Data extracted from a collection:
***
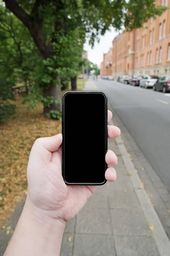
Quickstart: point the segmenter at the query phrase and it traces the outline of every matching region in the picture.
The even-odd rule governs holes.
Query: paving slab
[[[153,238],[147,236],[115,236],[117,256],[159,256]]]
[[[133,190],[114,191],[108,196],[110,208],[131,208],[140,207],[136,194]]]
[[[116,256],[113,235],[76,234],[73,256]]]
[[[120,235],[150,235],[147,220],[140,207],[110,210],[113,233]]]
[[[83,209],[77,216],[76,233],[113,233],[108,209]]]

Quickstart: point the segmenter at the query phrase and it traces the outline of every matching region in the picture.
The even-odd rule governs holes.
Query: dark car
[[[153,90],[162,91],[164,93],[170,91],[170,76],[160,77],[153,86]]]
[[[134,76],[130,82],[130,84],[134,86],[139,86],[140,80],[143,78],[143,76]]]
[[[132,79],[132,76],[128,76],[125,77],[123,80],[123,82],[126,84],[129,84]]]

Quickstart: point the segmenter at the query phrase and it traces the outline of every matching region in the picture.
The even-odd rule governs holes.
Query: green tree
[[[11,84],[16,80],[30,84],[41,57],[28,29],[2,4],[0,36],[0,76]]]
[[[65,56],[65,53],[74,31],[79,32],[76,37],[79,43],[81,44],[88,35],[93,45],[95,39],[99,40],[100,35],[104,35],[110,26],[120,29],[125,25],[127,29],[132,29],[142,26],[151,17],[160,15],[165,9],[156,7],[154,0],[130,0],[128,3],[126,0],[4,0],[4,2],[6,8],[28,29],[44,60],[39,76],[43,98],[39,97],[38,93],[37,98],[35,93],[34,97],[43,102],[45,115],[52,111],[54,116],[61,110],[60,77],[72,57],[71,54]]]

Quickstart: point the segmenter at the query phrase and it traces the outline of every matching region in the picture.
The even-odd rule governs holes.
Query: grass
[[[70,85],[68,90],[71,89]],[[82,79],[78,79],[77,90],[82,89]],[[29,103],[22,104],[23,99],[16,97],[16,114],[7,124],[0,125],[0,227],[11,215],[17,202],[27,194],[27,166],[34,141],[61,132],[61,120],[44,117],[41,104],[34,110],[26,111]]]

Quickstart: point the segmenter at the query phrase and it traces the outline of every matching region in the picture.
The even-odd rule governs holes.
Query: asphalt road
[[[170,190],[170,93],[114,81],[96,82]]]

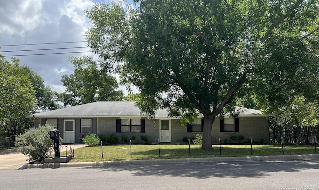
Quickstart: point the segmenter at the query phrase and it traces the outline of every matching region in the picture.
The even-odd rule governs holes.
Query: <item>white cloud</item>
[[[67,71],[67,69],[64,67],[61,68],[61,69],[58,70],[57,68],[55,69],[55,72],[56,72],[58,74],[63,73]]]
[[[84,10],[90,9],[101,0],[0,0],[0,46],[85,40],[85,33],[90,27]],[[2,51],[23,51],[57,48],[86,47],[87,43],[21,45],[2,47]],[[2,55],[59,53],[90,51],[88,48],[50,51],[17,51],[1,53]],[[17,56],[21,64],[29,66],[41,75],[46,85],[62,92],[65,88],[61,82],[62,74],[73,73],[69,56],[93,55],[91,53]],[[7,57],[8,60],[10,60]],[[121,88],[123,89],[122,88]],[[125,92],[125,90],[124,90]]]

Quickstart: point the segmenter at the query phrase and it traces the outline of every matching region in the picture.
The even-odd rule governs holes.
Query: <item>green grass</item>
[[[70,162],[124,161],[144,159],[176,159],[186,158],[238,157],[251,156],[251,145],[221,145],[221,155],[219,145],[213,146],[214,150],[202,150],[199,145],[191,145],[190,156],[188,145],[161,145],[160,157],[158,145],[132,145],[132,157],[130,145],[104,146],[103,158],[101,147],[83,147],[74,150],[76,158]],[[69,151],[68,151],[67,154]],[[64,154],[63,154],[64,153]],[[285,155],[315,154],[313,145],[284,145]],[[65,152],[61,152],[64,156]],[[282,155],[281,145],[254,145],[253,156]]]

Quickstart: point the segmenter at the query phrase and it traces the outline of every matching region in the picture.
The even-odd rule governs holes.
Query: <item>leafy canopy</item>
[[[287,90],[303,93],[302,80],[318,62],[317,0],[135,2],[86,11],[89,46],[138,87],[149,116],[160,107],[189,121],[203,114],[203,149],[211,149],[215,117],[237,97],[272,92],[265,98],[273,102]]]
***
#### [Exercise aim]
Reproduce the records from their first line through the line that contains "[[[83,209],[77,216],[76,233],[113,233],[108,209]]]", including the request lines, and rescale every polygon coordinate in the answers by 1.2, rounding to whole numbers with halves rounded up. Leave out the pictures and everything after that line.

#### [Result of this task]
Quickstart: point the segmenter at the query phrase and it traces the outline of every matching region in the picture.
The even-odd rule governs holes.
Query: paving slab
[[[184,286],[176,283],[138,283],[140,307],[191,307]]]
[[[160,228],[137,229],[130,235],[132,250],[157,250],[168,248],[163,233]]]
[[[139,307],[136,282],[91,281],[88,307]]]
[[[144,282],[180,282],[176,264],[168,248],[132,252],[136,280]]]
[[[100,251],[92,259],[91,280],[136,280],[130,251]]]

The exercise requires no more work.